Consigne 1:
Présentez sous forme de liste numérotée les lignes des rangées, de la ligne contenant « Exercise. For every instance of the truck » à la ligne contenant « <point>403,327</point> », ces deux lignes comprises et sans les lignes vides.

Texte:
***
En mars dernier, une jeune fille japonaise a sauvé un homme d’une tentative de suicide. Cette histoire très locale mais non moins inspirante s’est déroulée à Niigata et a fait son chemin dans les médias jusqu’à aujourd’hui. Grâce au sang-froid et à l’empathie de la jeune Iguchi Ayano, un drame a pu être évité. Récit.
Le matin du 21 mars 2023, à Niigata, Iguchi Ayano 井口綾乃, une jeune fille de 17 ans, se rendait au lycée Niigata Higashi pour assister à ses cours. Une partie de son trajet à pied la mène naturellement au-dessus de la rivière Agano, comme chaque jour. À cet endroit, près de son embouchure, l’eau est particulièrement profonde. Alors qu’Ayano traversait le pont, elle remarqua un homme arrêté près de la rambarde, fixant l’eau en contrebas.
L’homme avait déjà posé un pied sur la partie inférieure de la rambarde, et lorsque Ayano s’approcha, il la regarda plusieurs fois de manière suspecte. Puis, soudainement, il balança ses jambes par-dessus la rambarde, prêt à se jeter dans le vide. Il n’y avait plus rien entre lui et la rivière. « Si je n’agis pas aussi vite que possible, il va sauter et mourir » pensa Ayano. Courant vers l’endroit où se trouvait l’homme, elle passa ses bras à travers la rambarde pour le retenir, tout en lui demandant frénétiquement de ne pas gâcher sa vie. Elle répéta sans fins ces mots, le retenant de toutes ses forces : ne gâchez pas votre vie !
Ayano réalisa alors que l’homme qu’elle retenait n’était pas japonais et qu’il ne comprenait pas ce qu’elle disait ! En déduisit qu’il était brésilien. Spontanément, Ayano sortit son smartphone et ouvrit une application de traduction automatique, tapant « Je sais que les choses sont difficiles, mais tu ne dois pas te tuer » en japonais pour le traduire en portugais !
Touché par l’action de la jeune fille, l’homme repassa derrière la rambarde et Ayano appela les services d’urgence qui arrivèrent peu de temps après. « J’ai ressenti un tel soulagement qu’il n’ait pas chuté », se souvient Ayano en évoquant l’incident. « Je suis contente d’avoir pu l’aider, et quand je m’en suis rendue compte, je pleurais. »
***
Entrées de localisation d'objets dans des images
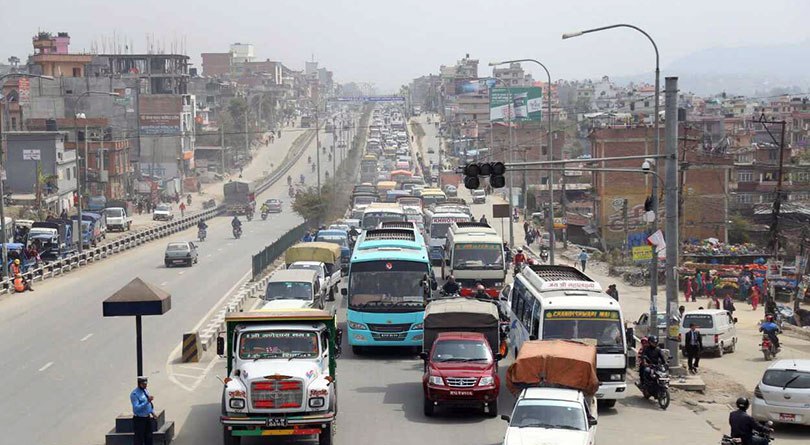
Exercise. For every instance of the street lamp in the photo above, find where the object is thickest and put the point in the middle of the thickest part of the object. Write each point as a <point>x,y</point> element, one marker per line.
<point>550,223</point>
<point>654,263</point>
<point>78,159</point>
<point>2,169</point>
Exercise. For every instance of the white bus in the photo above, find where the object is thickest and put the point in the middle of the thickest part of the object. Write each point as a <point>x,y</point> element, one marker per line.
<point>560,302</point>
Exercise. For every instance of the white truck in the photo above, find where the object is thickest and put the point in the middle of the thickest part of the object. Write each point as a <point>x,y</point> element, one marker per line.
<point>281,374</point>
<point>117,219</point>
<point>555,383</point>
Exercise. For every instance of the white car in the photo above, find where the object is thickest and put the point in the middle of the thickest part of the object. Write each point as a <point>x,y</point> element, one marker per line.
<point>551,416</point>
<point>783,394</point>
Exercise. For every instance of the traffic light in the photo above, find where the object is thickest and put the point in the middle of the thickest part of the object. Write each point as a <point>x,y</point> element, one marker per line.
<point>495,171</point>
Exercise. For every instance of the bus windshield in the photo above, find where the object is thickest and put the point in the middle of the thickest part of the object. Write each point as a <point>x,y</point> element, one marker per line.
<point>387,285</point>
<point>603,326</point>
<point>478,256</point>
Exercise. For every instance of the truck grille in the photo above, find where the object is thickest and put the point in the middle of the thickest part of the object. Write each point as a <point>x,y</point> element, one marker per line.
<point>460,382</point>
<point>277,394</point>
<point>403,327</point>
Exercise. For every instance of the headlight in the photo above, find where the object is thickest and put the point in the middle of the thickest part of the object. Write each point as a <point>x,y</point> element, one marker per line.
<point>358,326</point>
<point>486,381</point>
<point>436,380</point>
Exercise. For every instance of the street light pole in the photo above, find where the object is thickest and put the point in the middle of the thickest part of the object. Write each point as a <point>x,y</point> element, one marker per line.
<point>3,227</point>
<point>550,222</point>
<point>654,262</point>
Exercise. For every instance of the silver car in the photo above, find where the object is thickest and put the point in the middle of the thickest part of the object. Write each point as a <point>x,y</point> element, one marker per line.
<point>184,252</point>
***
Consigne 2:
Poursuivez le récit du sauvetage sur le pont de Niigata à partir de sa dernière phrase.

Résultat attendu 1:
1. Exercise. For every instance of the truck grille in the photo above, find where the object is thickest and put the point in the middle of the thickest part of the object. Write each point as a <point>x,y</point> element, one marker per line.
2. <point>460,382</point>
3. <point>277,394</point>
4. <point>403,327</point>

Résultat attendu 2:
Aucune déclaration publique n’a été faite concernant l’homme brésilien en question, et de nombreux commentateurs en ligne expriment l’espoir qu’il reçoive les soins et le soutien dont il a besoin pour traiter les problèmes qui l’ont poussé aussi près de mettre fin à sa vie.
Quant à la jeune Ayano, elle a été officiellement reconnue comme héroïne pour sa compassion et sa réactivité. Elle a d’ailleurs reçu un certificat de reconnaissance au poste de la police locale de Kita.
Même si l’homme n’était pas en mesure de comprendre les mots qu’elle lui disait en japonais, le contexte aura très probablement rendu leur signification globale assez évidente. Cependant, l’impact plus direct d’un message délivré dans sa langue maternelle, et de voir la compassion et la considération impliquées, a certainement aussi eu un effet significatif sur ce sauvetage improvisé.
Iguchi Ayano est actuellement lycéenne en Terminale, ce qui signifie que l’année prochaine, elle poursuivra des études supérieures ou entrera sur le marché du travail. Si l’incident sur le pont ce matin-là est un indicateur de la personne qu’elle deviendra à l’âge adulte, il est fort probable que ce ne sera pas la dernière fois qu’elle laissera une grande et positive impression dans la vie de quelqu’un.
Le suicide au Japon, toujours problématique
Le Japon est toujours confronté à un problème sérieux de suicide. Même si le phénomène a connu un certain ralentissement notable depuis les années 1980, l’archipel reste l’un des pays industrialisés ayant l’un des taux les plus élevés de suicides au monde.
Plusieurs facteurs contribuent à cette situation, notamment la pression sociale élevée, les attentes élevées envers les individus en particulier au travail, la stigmatisation entourant les problèmes de santé mentale, les difficultés économiques, l’isolement social et d’autres problèmes sociaux complexe comme la prostitution des étudiants ou encore le harcèlement au travail. Les taux de suicide sont particulièrement élevés parmi les groupes de population vulnérables, tels que les jeunes, les personnes âgées et les travailleurs surmenés.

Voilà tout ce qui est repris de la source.